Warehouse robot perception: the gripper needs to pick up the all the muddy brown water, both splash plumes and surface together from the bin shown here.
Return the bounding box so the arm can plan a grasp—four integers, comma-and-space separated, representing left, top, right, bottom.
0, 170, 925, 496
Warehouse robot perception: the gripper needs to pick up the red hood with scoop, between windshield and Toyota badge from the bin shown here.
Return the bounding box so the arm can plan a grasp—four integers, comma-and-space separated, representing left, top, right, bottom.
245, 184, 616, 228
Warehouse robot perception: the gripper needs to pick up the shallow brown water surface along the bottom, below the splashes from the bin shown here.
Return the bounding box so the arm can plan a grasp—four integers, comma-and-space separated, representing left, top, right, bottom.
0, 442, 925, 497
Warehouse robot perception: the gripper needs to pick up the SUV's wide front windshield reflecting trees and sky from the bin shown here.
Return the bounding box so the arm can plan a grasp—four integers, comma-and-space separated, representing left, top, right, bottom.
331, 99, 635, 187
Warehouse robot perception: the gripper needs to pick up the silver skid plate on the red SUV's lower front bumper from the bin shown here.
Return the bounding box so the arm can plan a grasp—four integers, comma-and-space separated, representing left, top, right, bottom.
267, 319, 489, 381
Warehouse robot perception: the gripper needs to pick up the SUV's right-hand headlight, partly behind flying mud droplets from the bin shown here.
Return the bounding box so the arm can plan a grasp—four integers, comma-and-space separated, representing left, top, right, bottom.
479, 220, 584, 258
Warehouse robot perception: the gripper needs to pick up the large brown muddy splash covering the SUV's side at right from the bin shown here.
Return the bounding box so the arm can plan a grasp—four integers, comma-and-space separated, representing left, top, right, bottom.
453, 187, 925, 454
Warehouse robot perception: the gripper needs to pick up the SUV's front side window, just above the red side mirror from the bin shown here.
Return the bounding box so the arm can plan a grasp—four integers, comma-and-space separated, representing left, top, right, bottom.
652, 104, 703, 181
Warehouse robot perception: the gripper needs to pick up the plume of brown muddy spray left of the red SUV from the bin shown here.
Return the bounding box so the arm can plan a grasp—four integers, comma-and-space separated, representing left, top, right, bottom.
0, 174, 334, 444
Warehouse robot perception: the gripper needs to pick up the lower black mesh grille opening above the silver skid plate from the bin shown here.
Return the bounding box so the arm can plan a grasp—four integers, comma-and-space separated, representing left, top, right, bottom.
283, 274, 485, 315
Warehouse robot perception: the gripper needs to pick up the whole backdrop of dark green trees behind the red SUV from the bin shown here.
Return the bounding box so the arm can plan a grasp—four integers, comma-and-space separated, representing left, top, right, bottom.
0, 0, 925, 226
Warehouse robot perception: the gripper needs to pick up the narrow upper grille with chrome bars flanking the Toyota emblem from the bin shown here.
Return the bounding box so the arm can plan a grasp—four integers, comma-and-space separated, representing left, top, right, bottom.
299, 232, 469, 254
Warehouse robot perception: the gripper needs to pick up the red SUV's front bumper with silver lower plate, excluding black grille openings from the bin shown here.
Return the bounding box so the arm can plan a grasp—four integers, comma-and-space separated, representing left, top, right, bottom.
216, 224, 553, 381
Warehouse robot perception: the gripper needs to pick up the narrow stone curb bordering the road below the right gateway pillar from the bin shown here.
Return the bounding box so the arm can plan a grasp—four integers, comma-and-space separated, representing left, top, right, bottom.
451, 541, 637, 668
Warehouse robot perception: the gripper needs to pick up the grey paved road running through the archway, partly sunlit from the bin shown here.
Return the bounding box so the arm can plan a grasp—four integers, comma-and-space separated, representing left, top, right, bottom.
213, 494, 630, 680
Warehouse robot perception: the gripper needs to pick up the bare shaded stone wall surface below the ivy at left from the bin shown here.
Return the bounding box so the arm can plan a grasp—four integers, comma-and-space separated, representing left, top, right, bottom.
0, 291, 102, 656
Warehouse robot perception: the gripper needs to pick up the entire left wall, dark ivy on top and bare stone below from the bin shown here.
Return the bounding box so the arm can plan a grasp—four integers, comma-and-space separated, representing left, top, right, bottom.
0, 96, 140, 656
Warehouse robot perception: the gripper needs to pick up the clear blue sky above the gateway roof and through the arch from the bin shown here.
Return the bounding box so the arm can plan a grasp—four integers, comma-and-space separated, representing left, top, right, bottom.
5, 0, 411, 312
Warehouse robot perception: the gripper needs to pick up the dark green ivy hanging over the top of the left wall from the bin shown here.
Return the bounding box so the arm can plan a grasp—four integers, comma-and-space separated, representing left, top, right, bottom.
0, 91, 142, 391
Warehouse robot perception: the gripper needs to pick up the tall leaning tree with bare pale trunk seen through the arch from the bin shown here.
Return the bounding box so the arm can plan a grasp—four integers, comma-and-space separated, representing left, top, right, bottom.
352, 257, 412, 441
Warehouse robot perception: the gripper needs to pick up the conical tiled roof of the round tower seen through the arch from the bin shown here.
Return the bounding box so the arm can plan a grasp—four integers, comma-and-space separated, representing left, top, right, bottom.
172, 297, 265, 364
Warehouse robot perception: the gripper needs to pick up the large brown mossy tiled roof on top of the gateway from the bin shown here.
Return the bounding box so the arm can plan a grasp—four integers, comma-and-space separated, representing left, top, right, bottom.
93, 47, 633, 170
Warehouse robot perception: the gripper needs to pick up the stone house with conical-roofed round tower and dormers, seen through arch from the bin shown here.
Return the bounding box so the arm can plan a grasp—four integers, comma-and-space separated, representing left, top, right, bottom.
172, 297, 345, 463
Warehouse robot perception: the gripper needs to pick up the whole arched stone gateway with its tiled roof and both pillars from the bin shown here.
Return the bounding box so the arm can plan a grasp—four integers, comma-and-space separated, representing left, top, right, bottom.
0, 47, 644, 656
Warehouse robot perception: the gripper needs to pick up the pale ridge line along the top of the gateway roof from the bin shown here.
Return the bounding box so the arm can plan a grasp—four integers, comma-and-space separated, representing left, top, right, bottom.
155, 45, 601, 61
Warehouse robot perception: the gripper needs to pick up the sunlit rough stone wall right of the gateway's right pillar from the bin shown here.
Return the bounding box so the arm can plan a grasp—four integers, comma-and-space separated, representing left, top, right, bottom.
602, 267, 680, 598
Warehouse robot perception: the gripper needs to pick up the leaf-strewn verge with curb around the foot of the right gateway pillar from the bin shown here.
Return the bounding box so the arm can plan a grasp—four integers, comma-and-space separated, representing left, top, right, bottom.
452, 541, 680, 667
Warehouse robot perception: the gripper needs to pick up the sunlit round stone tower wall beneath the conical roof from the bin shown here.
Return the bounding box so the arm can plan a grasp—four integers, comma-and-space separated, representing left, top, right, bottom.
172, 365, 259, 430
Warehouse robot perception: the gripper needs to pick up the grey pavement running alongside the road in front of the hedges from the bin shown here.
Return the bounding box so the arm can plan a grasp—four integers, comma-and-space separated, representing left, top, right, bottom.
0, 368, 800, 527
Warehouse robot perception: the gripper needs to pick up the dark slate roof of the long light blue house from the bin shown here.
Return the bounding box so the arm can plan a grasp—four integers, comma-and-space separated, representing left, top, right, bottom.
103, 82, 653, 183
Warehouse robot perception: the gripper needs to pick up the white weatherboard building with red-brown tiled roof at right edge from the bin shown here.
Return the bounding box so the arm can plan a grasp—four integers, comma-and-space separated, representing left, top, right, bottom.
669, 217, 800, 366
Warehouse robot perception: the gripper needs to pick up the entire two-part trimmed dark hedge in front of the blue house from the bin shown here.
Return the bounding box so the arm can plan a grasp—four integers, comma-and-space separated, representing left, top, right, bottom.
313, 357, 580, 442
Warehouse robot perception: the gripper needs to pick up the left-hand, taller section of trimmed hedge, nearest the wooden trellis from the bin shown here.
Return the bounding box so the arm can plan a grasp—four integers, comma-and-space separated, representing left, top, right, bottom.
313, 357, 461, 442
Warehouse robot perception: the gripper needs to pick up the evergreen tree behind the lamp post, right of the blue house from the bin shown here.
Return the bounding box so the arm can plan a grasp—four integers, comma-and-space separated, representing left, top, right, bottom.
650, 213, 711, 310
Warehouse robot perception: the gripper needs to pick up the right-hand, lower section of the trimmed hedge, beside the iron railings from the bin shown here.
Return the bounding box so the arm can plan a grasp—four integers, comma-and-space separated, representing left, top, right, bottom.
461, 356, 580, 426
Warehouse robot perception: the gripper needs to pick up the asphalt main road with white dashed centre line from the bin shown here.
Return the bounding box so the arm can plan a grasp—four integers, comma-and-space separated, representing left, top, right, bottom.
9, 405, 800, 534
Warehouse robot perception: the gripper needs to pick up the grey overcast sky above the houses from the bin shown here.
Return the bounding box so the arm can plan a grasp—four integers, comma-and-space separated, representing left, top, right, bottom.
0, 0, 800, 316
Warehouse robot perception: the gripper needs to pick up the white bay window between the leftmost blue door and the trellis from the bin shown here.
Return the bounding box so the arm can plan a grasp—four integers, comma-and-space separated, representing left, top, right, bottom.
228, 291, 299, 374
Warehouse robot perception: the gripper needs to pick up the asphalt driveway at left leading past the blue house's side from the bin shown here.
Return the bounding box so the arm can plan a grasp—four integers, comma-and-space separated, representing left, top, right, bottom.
=-=-=-=-=
#### WHAT NEEDS TO BE DONE
Only the lines above from the one with "the narrow stone" through the one with "below from the bin shown here." should be duplicated, character for character.

#### OUTPUT OF THE EXERCISE
Warehouse robot perception: the gripper needs to pick up the narrow stone curb bordering the road below the right gateway pillar from the bin shown here.
Return the bounding box so the arm can plan a grasp—four integers, comma-and-space separated, representing left, top, right, bottom.
451, 541, 637, 668
Warehouse robot perception: the gripper needs to pick up the grey paved road running through the archway, partly sunlit from the bin shown here.
Return the bounding box so the arm can plan a grasp—four integers, comma-and-space separated, representing left, top, right, bottom.
213, 494, 630, 680
Warehouse robot perception: the gripper needs to pick up the bare shaded stone wall surface below the ivy at left from the bin shown here.
Return the bounding box so the arm can plan a grasp—four integers, comma-and-space separated, representing left, top, right, bottom.
0, 291, 102, 656
Warehouse robot perception: the gripper needs to pick up the entire left wall, dark ivy on top and bare stone below from the bin shown here.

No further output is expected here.